WHAT YOU ARE ASKED TO DO:
Copy all of the material below word for word, without changing anything.

MATERIAL SHOWN:
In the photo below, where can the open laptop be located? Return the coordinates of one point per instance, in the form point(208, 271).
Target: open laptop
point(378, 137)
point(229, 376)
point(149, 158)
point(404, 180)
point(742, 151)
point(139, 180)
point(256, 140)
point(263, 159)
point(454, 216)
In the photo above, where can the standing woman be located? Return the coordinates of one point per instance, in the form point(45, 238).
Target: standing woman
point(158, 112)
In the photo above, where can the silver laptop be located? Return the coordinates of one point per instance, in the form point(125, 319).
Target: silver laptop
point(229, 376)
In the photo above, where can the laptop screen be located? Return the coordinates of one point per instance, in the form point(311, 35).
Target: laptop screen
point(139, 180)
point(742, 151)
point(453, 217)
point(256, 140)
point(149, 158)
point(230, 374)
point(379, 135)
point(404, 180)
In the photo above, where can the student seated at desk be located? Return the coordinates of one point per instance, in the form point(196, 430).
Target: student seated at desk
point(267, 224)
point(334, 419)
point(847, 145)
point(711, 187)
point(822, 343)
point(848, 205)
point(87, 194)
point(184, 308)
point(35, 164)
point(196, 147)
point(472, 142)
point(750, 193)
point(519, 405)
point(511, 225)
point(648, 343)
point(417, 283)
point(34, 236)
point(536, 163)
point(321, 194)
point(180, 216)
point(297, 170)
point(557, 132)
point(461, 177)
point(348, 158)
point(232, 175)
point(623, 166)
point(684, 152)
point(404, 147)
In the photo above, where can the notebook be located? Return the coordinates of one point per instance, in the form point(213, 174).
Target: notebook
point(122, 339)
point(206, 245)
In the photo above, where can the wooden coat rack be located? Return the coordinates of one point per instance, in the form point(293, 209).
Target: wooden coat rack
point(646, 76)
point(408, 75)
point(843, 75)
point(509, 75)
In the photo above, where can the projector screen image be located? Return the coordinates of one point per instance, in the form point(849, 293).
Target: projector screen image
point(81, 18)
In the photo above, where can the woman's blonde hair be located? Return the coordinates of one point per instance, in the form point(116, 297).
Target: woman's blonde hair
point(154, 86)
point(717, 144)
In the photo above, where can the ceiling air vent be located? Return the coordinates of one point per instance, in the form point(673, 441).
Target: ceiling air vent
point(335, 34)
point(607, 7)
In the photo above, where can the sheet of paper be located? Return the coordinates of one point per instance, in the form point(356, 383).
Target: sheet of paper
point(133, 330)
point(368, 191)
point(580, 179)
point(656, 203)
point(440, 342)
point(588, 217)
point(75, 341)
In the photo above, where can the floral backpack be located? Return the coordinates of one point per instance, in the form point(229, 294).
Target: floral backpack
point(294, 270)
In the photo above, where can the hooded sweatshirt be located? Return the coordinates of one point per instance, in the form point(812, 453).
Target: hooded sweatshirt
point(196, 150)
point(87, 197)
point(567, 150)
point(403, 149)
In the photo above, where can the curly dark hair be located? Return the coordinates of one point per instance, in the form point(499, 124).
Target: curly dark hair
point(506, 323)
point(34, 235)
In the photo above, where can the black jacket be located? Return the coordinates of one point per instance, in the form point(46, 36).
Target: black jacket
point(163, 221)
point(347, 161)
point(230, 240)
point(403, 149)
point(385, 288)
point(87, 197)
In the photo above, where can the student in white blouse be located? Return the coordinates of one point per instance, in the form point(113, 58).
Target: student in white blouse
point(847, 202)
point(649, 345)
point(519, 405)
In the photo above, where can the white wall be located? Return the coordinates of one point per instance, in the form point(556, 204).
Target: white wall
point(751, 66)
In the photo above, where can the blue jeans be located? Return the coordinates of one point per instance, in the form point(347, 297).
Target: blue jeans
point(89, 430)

WRITTEN ANSWER:
In the photo below, where can the open laptop be located? Return the coordinates of one point per instance, in the form point(208, 271).
Target: open laptop
point(378, 137)
point(229, 376)
point(149, 158)
point(404, 180)
point(742, 151)
point(139, 180)
point(256, 140)
point(263, 159)
point(454, 216)
In the photo above, where can the standing woman be located? Return the coordinates of one point per instance, in the form point(45, 238).
Target: standing woman
point(158, 112)
In the photo above, where can the silver laptop be located? Return the coordinates of one point per instance, in the form point(125, 319).
Target: silver laptop
point(229, 376)
In the photo above, where can the laptop screen be located? Return the coordinates of one point per instance, in the form point(311, 35).
Target: laptop screen
point(139, 180)
point(742, 151)
point(453, 217)
point(256, 140)
point(149, 158)
point(230, 374)
point(379, 135)
point(404, 180)
In the photo above, where can the student seated at desk be located? Return the coordinates of one point per instance, in the form point(196, 430).
Target: student seated at desk
point(267, 224)
point(334, 419)
point(847, 145)
point(711, 187)
point(822, 343)
point(848, 205)
point(87, 194)
point(184, 308)
point(35, 164)
point(196, 147)
point(472, 142)
point(750, 193)
point(519, 405)
point(511, 225)
point(648, 343)
point(417, 283)
point(34, 236)
point(536, 163)
point(321, 194)
point(180, 216)
point(297, 170)
point(557, 132)
point(461, 177)
point(348, 158)
point(232, 175)
point(623, 166)
point(684, 152)
point(404, 147)
In the photo above, where can the notebook be located? Return the coordinates of one point per instance, in the form point(213, 174).
Target: notebook
point(122, 339)
point(206, 245)
In the photo above, where can the wooden coat rack be located? Return the coordinates of one point per instance, in the form point(293, 209).
Target: wooden coat rack
point(646, 76)
point(408, 75)
point(843, 75)
point(509, 75)
In the photo above, where can the projector screen image be located? Return the coordinates of one point per instance, in the form point(849, 293).
Target: projector screen image
point(81, 18)
In the photo above, where can the woman's blonde hair be located? Return the coordinates of one point per instance, in the form point(116, 297).
Target: woman's blonde hair
point(154, 86)
point(717, 144)
In the photo above, where can the ceiling air vent be located? Return the coordinates of one point per instance, in the form point(673, 441).
Target: ceiling air vent
point(335, 34)
point(607, 7)
In the photo above, where can the sheet of paper be located? Return the coordinates of one point per instance, in the form point(356, 383).
Target: sheet of paper
point(133, 330)
point(368, 191)
point(580, 179)
point(656, 203)
point(440, 342)
point(588, 217)
point(75, 341)
In the photo above, where can the floral backpack be located? Return the coordinates of one point per instance, in the form point(229, 294).
Target: floral backpack
point(294, 270)
In the photo above, where can the hooded sweatshirt be located? Return the coordinates of one point per instance, in the form point(812, 453).
Target: hooded sweatshirt
point(196, 150)
point(87, 197)
point(567, 150)
point(403, 149)
In the photo above, where can the curly dark hair be located? Return the coordinates of one point per instance, in the form point(499, 124).
Target: curly dark hair
point(506, 323)
point(34, 235)
In the photo above, where can the black jacket be located? Return the coordinates of one point per instance, in the form point(46, 36).
Target: black jacket
point(163, 221)
point(347, 161)
point(230, 240)
point(403, 149)
point(385, 288)
point(87, 197)
In the photo above, where can the student in white blouse be located? Return the coordinates of one point per instance, in the form point(113, 58).
Target: student in white blouse
point(847, 202)
point(649, 345)
point(519, 405)
In the photo above, where can the white wall be located? Return the coordinates of one point per instance, in the form point(556, 204).
Target: white wall
point(751, 66)
In the photo above, where can the blue jeans be located? Return the coordinates of one point per instance, in the form point(347, 297).
Target: blue jeans
point(89, 430)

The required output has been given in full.